# [Activities]
**1.** From the HIGH-MEMO project report, reproduce word for word the portion between "The memory characterization" and "and silicon submission.", inclusive.
**2.** The HIGH-MEMO project report describes the step of analyzing and optimizing all instances for the PPA target. List every activity that this step included.
**3.** According to the HIGH-MEMO project report, by how much do Xenergic's SRAM designs reduce energy consumption in IoT devices when the device is idle?

Quoted passage Block Start

Periodic Reporting for period 1 - HIGH-MEMO (Ultra-High Speed memories for unprecedented cloud-computing performance)

Reporting period: 2022-04-01 to 2023-03-31

Static Random-Access Memories (SRAM) are bottlenecks. In IoT devices, they consume significant power when the device is idle. In high performance applications such as telecommunication infrastructure, data centres, and stationary devices they limit the processor performance. Xenergic’s mission is to design SRAM that revolutionise system-on-chip power efficiency. For IoT devices, we design SRAM that reduce energy consumption by 70-90% when the device is idle. For high performance applications our SRAM have the potential to reach 2-3x higher speed and to reduce energy consumption by 30% compared to competing SRAM. To capitalise on a >€280B annual market opportunity, we provide our customers with IP on SRAM design tailored to their requirements and profit from royalties on their sales. Our ultra-low energy memories are gaining strong traction from leading semiconductor companies. Now, with the investment from the EIC Accelerator, we aim to make our ultra-high-speed memories market-ready in an advanced FinFET Technology.
The main focus of the project activities is the development of Ultra-High-Speed (UHS) and High-Speed Turbo (HSTB) compilers and verifying them on silicon. After porting both architectures to the new technology all instances were analyzed in simulation and optimized for the PPA (power, performance, area) target. This step included technology and tool integration, checking documentation, characterizing critical memory elements and running iterative experiments to find the best configuration for device choice and dimensions, and finally verifying the designs across all relevant process corners and temperatures. The requirements for integration of assist and redundancy were also investigated and pushed to design. Following this work, the development of compiler leaf cells (building blocks) in layout has started. With the advancement of leaf cell design, higher complexity blocks have been assembled and verified up to the completion of first full memory instances for compiler validation. Post-layout simulations on these designs are being executed and further optimization loops for post-layout impact mitigation are ongoing.
In parallel to design and simulation process, the flow for generating models and the characterization flow for finfet technology has been further developed and integrated to our generic compiler flow.
The memory characterization flow is currently in place and the standard front-end memory models can be generated. These models have been verified and at this stage, we are able to provide all FE models which are required for a memory integration in a digital flow and silicon submission.
The initial results are promising and we see a high potential in reaching the milestones of our target goal for UHS and HSTB. We still need to put more effort and further improve the design towards even better power-performance and area-cost balance. This is an ongoing activity and is an iterative process. The technology used in this work is quite heavy and complex and as expected, design loops take more time and higher resources compared to older technologies.

Quoted passage Block End
Given data Block Start

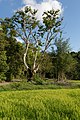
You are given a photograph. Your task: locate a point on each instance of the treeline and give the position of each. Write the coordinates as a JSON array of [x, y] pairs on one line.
[[36, 57], [57, 64]]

Given data Block End

# [Completed exercise]
**1.**
The memory characterization flow is currently in place and the standard front-end memory models can be generated. These models have been verified and at this stage, we are able to provide all FE models which are required for a memory integration in a digital flow and silicon submission.

**2.**
- Technology and tool integration
- Checking documentation
- Characterizing critical memory elements
- Running iterative experiments to find the best configuration for device choice and dimensions
- Verifying the designs across all relevant process corners and temperatures

**3.** By 70-90%.